The SOSA (Sensor Open Systems Architecture) Consortium is developing common open standards for designing, building, and deploying hardware, software, and firmware components of new military electronic systems. Contributing members to SOSA include the U.S. Department of Defense (DoD) – including the Army, Navy, and Air Force – along with key representatives from industry and universities.
The Sensor Open Systems Architecture (SOSA) Consortium adopts the most appropriate subsets of existing open standards to form a multipurpose backbone of building blocks for current and future embedded systems for radar, electro-optical/infrared (EO/IR), signals intelligence (SIGINT), electronic warfare (EW), and communications. Its objectives include vendor interoperability, lower procurement costs, easier technology upgrades, quicker reaction to new requirements, and longer life cycles.
Because the emerging SOSA hardware standard draws primarily from OpenVPX and other related VITA standards, the new technologies, topologies, and environmental requirements critical to meeting SOSA objectives must be supported by extensions to these VITA standards.
Let’s examine the VITA and SOSA organizations and how they interact, along with the challenges, successful strategies, and illustrative examples.

[SOURCE EXCERPT]

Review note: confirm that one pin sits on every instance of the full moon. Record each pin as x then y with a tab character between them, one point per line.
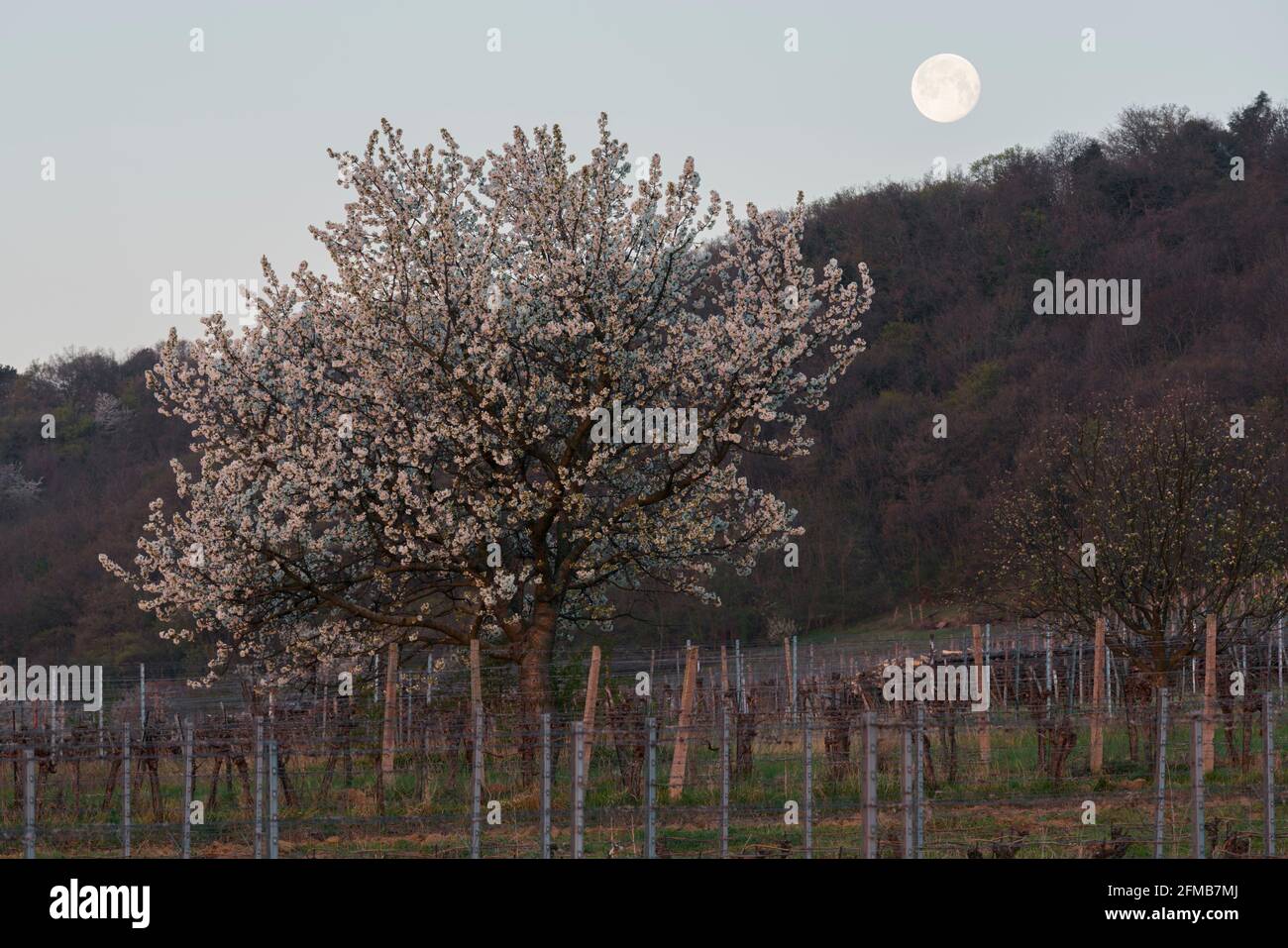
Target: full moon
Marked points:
945	88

[WHAT YOU NEED TO DO]
1. Answer these from the SOSA text:
(a) Which branches of the U.S. Department of Defense does it name as contributing members?
(b) Which kinds of embedded systems is the SOSA backbone meant to serve?
(c) What does the emerging SOSA hardware standard mainly draw from?
2. Pick up the text on the SOSA Consortium after its last sentence and keep writing it.
The lines aren't needed here.

[WRITTEN RESPONSES]
1.
(a) The Army, Navy, and Air Force.
(b) Radar, electro-optical/infrared (EO/IR), signals intelligence (SIGINT), electronic warfare (EW), and communications.
(c) OpenVPX and other related VITA standards.

2.
VITA background and mission
Introduced to the market in 1981, the VMEbus architecture began gaining market presence with specification development and products from Motorola and other early vendors, who formed the VMEbus Manufacturers Group (now VITA) in 1983. In 1985, VITA (VMEbus International Trade Association) was founded to promote VMEbus in worldwide markets. VITA published its first directory of 174 vendor companies and over 2,700 product families at that time. VMEbus soon won widespread acceptance and adoption by defense, government, research, and industrial customers.
The VITA Technical Committee, formed in 1987 to develop dozens of new extensions to VMEbus, evolved in 1994 into the VITA Standards Organization (VSO). A year earlier, VITA had become an accredited standards development organization with the American National Standards Institute (ANSI).
To overcome the known performance limitations of the parallel bus backplane of VMEbus, in 2003 VITA introduced the VITA 46 VPX standard to take advantage of new gigabit serial interconnect technology for 3U and 6U boards. In 2010, after widespread use, refinements, and serious interest in VPX for long-term defense programs, VITA announced the VITA 65 OpenVPX system specification – defining backplane and board-level profiles from COTS vendors – which was quickly ratified by ANSI.
VITA continues its strong role in promoting and developing open architecture embedded system standards, actively supporting numerous working groups in their standards development efforts, and working with vendors and other organizations to embrace new technology and meet new market requirements.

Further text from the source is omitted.